Ligament tears, also known as sprains, are extremely common among runners. In fact, they’re one of the top three injuries that runners regularly complain of, along with abrasions and blisters.
Whether you’re training for an upcoming race or just prefer running as your main form of exercise, if you’re not careful, there’s a good chance that you may find yourself dealing with a torn ligament at some point.
Read on to learn everything you need to know about torn ligaments and how to both treat and prevent them.
What is a Torn Ligament?
Ligaments are bands of tissue that connect the bones in the body. Ligaments are short, tough, and flexible, and they’re made of lots of single fibers. They allow passive limitations to the amount of movement that can occur between the bones.
Ligament tears can occur anywhere in the body. But, among runners, the knees and ankles are particularly susceptible to tears since they absorb a lot of shock during training.

_Action item 1_
Reproduce part of the torn-ligament text word for word, beginning at the words "Ligaments are bands" and stopping after "between the bones.".
_Action item 2_
Pick up the torn-ligament text where it stops and keep writing.

_Dataset_
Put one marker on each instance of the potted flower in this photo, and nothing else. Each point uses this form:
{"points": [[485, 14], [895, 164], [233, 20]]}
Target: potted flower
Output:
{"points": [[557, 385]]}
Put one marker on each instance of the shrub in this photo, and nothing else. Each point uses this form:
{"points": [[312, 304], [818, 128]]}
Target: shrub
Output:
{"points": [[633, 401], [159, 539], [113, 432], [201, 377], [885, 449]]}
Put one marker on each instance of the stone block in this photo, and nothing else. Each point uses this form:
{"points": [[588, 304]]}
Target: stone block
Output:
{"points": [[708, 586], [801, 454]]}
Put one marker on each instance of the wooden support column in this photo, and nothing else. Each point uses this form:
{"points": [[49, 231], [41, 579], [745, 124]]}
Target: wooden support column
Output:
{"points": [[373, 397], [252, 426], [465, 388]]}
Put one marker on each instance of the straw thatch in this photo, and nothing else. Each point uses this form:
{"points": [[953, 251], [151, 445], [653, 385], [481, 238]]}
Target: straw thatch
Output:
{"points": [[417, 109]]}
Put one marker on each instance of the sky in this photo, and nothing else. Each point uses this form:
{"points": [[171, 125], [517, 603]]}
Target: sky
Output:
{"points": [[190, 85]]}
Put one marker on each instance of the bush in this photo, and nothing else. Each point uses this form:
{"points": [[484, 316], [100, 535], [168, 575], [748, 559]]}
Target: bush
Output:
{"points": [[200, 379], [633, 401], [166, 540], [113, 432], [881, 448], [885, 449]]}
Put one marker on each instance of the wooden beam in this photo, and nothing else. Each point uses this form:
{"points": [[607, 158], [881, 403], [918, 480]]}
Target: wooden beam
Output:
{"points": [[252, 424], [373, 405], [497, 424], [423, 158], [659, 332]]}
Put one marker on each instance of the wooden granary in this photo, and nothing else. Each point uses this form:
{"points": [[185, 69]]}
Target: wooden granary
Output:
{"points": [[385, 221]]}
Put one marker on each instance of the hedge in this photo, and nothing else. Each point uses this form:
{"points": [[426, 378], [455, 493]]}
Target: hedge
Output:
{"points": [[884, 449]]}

_Answer section 1_
Ligaments are bands of tissue that connect the bones in the body. Ligaments are short, tough, and flexible, and they’re made of lots of single fibers. They allow passive limitations to the amount of movement that can occur between the bones.

_Answer section 2_
Ligament tears fall into three different categories depending on their severity:
- Grade 1: This is a mild injury that occurs when the ligament is slightly stretched and its fibers sustain a small amount of damage
- Grade 2: This is a moderate injury that occurs when the ligament is partially torn
- Grade 3: This is a severe injury that occurs when the ligament is completely torn
Common Causes of Torn Ligaments
Healthy, strong ligaments are capable of expanding and snapping back into place whenever you move. But, sometimes, ligaments get pushed beyond their normal limits and a sprain occurs.
Actions that most commonly cause ligaments to tear include twisting while running and sudden impact (landing incorrectly when coming down from a jump).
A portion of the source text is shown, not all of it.